──────── Data records ────────

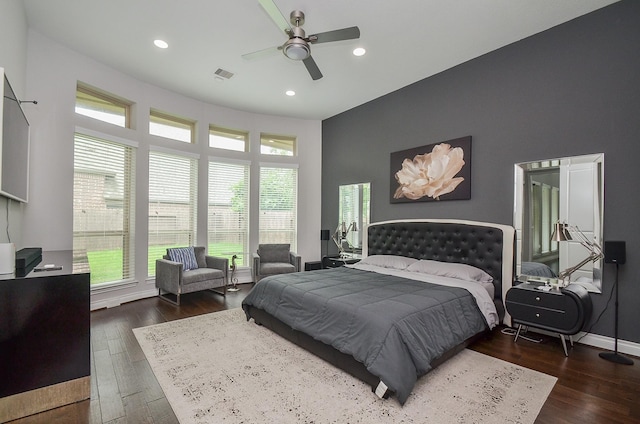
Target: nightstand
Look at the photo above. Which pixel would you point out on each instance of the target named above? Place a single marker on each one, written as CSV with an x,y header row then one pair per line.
x,y
337,261
562,310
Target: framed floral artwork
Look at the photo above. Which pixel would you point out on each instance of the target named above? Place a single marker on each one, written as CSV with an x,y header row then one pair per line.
x,y
440,171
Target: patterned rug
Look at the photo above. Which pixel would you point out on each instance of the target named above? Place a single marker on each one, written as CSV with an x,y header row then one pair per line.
x,y
219,368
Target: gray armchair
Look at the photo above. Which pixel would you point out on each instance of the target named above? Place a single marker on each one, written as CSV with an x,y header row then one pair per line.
x,y
210,273
272,259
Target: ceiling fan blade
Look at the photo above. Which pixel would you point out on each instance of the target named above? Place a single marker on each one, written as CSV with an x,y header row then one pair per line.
x,y
313,69
335,35
261,53
276,16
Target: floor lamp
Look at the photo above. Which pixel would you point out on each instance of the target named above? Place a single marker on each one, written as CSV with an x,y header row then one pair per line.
x,y
615,253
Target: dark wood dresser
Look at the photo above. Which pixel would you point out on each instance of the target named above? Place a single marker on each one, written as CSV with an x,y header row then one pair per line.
x,y
45,329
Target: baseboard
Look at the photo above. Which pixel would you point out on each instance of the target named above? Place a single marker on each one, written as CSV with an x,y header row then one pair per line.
x,y
608,343
596,340
114,301
44,398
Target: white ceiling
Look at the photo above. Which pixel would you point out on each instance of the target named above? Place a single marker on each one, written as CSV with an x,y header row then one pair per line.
x,y
406,41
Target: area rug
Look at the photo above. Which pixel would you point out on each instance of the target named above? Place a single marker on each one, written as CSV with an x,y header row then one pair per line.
x,y
219,368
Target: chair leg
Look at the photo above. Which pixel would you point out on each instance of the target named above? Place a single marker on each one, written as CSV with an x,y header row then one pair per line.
x,y
168,299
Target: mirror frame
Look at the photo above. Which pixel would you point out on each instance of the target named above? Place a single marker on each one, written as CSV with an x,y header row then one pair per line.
x,y
361,216
569,253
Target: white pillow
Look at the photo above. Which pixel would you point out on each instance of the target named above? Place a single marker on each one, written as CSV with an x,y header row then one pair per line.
x,y
452,270
388,261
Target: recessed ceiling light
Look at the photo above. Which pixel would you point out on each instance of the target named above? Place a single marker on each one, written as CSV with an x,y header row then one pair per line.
x,y
161,44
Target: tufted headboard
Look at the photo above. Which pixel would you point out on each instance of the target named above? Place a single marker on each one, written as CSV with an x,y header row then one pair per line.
x,y
487,246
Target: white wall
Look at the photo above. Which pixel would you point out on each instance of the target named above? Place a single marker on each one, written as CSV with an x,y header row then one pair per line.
x,y
52,73
13,58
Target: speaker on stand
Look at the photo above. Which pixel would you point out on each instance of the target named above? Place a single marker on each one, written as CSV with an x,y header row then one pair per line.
x,y
615,253
325,235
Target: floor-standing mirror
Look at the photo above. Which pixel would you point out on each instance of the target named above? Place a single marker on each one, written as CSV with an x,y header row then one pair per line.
x,y
569,190
353,217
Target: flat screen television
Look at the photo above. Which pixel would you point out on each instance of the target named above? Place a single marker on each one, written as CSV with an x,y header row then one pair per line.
x,y
14,145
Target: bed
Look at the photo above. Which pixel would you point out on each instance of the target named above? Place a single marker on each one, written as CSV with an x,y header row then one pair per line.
x,y
424,290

────────

Work required
Return the preceding entries verbatim, with the pictures excluded.

Response to the task
Target: nightstand
Look at the photo above. Which pixel would you point out on each instance of the target named above? Place a single marker on each one, written as CSV with an x,y header row then one pair per line.
x,y
337,261
562,310
Target: framed floral artwork
Look at the photo above. Which pixel would you point out on each instance of the target named above? Place a single marker on each one, written as CSV with an x,y header row then one pair per line.
x,y
440,171
Target: patterned rug
Look at the photo above. Which pixel would you point out on each instance of the target named above? Place a single marker on each one, written as CSV with an x,y header row then one pair per line.
x,y
219,368
Target: gray armchair
Look at the photo above. Which pixel would you point out on each instance of the target named above? Place a single marker on each one, written as CSV with an x,y header row then one pair per line.
x,y
210,273
272,259
Target: ceiling fan blade
Look at the photo above. Which pixel would you point out on each instance of the target named above? Place a single marker on each one, written as CSV with an x,y header row then one pair per line.
x,y
313,69
335,35
261,53
276,16
Target: floor lamp
Look at the photo above. Which pixel would you point out on each instance of the target named above? Place a single marker on each one, written as CSV with an x,y header row then one pair per line.
x,y
615,253
Target: dark wood dresser
Look at the photo above. Which pixel would you point out on each instance of the target named above? Place a single marker on each one, written as CSV with an x,y header row then one pair per line.
x,y
45,329
Target: baseboard
Look at the photo above. Which pixel would you point out on each instance of the target named above? Place a single marker on each one, written as CSV with an x,y header row then one pair per line.
x,y
608,343
596,340
114,301
44,398
Target: white ceiling
Look at the photo above. Which pixel would you point out on each instance of the target named above? Place a single marker on each one, written as CSV with an x,y header row then one pair per line.
x,y
406,41
Target: area rug
Look at the photo above. Which pixel would you point out on each instance of the target named above? Place a single marker on each one, written as CSV with an x,y header row then one pair per line.
x,y
219,368
Target: chair leg
Look at the photo above. Which pixel would you point out on each instance of the target named above? Place a single marker on each one, written as CSV with an x,y header row then one pair per line.
x,y
168,299
Target: mirror frame
Look at the photo above. Which pixel would you point out on each instance of the target named above? Place a single marker on each one, written as CSV with an x,y header row then one pair per line.
x,y
361,216
569,253
Target: white pillow
Look at the photo above. Which pixel would you point out on each instance of the target named above? Place a single marker on each one, written as CSV with an x,y header row then one pair per line.
x,y
452,270
388,261
Target: recessed ceiling light
Look at the photo above. Which pixel would you point out on each instance of the target named above? Place a single marker on each one, written as CSV with an x,y header row then one pair per line.
x,y
161,44
Target: tufted headboard
Look at the photo above. Which pixel would you point out on each instance of the target named above? Place a single marker on each one, written as CSV with an x,y header row then one pair per line.
x,y
487,246
Target: white wall
Look at the photo above. Which pixel would you point out on each instance of the target named above? Place a single marker on each one, written as CSV with an x,y header row then one pair per line.
x,y
52,73
13,58
Target: speaker on stand
Look at the photo above. Which pixel would you point out on each instance of the target named above? Place a single marker on each one, written as CSV with an x,y header row then one pair per line.
x,y
615,253
325,235
Target: floor-standing mirror
Look at the photo above. Which pixel would you point out on each instance of the target named above? Place a single marker on each one, written as CSV with an x,y header row then one pair per line.
x,y
569,190
353,217
Target: flat screen television
Look at the photo above. Which pixel would you point out on each instance of the target named above? Place a single marker on each one, written as CSV with an x,y header row then one pair per line.
x,y
14,145
Target: bed
Look at the photo above. Which pixel would you point out on each instance of the target named above? Place a single marker on each one, written as CSV with an x,y header row then one pair per line.
x,y
424,290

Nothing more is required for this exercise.